RE: Mimetype detection for JSON

Posted by Iain Lopata <il...@hotmail.com>.

Sebastian,

I am not sure I understand your response.

While you are correct that the call to the detect method in my revised code below only uses the content, in the broader context of MimeUtil.java both the mime type returned by the server and the filename are both considered before MimeUtil returns a final value.

It would also seems simple enough to pass these hints to Tika with the following modification to my previously proposed code:

             try {
  InputStream in = new ByteArrayInputStream(data);
  Metadata meta = new Metadata();
  meta.set(Metadata.CONTENT_TYPE,typeName);
  meta.set(Metadata.RESOURCE_NAME_KEY,url);  magicType = this.mimeTypes.detect(in, meta).toString();

  LOG.debug("Magic Type for" + url + " is " + magicType);

} catch (Exception e) {
   //Can't complete magic detection
}

In fact, I am  left wondering why the entire autoResolveContentType in MimeUtil.java can not be replace by this code, but for now I will be happy with a solution that allows me to add rules to tika-mimetypes.xml such that these rules get used by Nutch.

Iain


> Date: Thu, 16 Apr 2015 00:26:20 +0200
> From: wastl.nagel@googlemail.com
> To: user@nutch.apache.org
> Subject: Re: Mimetype detection for JSON
> 
> Hi Iain,
> 
> that means mime type detection is done exclusively on content
> without URL and server content type. There are examples where
> both will definitely add necessary support, cf. NUTCH-1605.
> 
> Maybe it's best to let Tika improve the mime detectors, there
> is still some work ongoing, cf. TIKA-1517.
> 
> It could be an option, instead of a binary mime.type.magic
> to set a (weighted) hierarchy of heuristics
>  magic > URL pattern > HTTP content type
> or just a list of hints to be used.
> 
> But it's not as easy because often these are used in combination
> a zip file by signature with extension .xlsx is likely to be an Excel
> Office Open XML spreadsheet. JSON is similar or even worse:
> a '{' 0x7B in position 0 is only a little hint:
> - could be also '[' (but less likely)

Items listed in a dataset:
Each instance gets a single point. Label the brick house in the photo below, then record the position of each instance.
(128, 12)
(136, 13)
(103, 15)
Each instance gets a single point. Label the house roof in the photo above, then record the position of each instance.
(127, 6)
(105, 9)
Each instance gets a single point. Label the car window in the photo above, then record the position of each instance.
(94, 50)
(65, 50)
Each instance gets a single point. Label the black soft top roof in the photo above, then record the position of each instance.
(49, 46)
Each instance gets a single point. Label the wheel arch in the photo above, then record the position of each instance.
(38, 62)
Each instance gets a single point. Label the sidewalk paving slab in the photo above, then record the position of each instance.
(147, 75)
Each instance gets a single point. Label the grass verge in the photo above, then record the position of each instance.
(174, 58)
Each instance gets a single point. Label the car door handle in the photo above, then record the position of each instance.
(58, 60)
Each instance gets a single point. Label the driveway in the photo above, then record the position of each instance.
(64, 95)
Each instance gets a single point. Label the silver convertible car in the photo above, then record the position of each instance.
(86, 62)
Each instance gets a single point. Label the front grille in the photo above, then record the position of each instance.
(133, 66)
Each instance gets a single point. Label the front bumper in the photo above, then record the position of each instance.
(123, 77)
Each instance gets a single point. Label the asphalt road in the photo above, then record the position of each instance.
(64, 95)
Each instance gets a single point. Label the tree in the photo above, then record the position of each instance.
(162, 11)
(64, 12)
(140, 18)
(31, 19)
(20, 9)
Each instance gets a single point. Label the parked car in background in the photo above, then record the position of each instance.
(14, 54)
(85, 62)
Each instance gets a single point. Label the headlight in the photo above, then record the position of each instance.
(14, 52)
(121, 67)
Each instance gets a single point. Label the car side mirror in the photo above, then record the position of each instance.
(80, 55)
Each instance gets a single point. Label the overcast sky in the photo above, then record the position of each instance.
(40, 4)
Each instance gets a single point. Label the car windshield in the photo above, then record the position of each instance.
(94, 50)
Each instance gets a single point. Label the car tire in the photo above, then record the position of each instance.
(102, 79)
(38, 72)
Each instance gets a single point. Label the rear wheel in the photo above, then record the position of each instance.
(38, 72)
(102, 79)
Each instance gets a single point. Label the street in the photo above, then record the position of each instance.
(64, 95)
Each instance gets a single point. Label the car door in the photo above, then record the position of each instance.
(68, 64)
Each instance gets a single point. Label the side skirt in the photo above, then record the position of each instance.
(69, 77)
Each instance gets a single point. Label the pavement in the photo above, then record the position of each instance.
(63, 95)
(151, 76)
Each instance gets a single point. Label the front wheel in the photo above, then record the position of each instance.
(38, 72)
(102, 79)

Aim A:
Answer these questions about the JSON mimetype thread:
(i) Besides the content, what two things does MimeUtil.java consider before it returns a final value?
(ii) Which Tika issue is cited as ongoing work on the mime detectors?
(iii) What kind of file is said to be likely an Excel Office Open XML spreadsheet?
Aim B: Rewrite the part of the JSON mimetype thread that opens with the words containing "Posted by Iain" and closes with "a final value.", replacing "revised code" with "updated code".

Full response A:
(i) The mime type returned by the server and the filename.
(ii) TIKA-1517.
(iii) A zip file by signature with the extension .xlsx.

Full response B:
Posted by Iain Lopata <il...@hotmail.com>.

Sebastian,

I am not sure I understand your response.

While you are correct that the call to the detect method in my updated code below only uses the content, in the broader context of MimeUtil.java both the mime type returned by the server and the filename are both considered before MimeUtil returns a final value.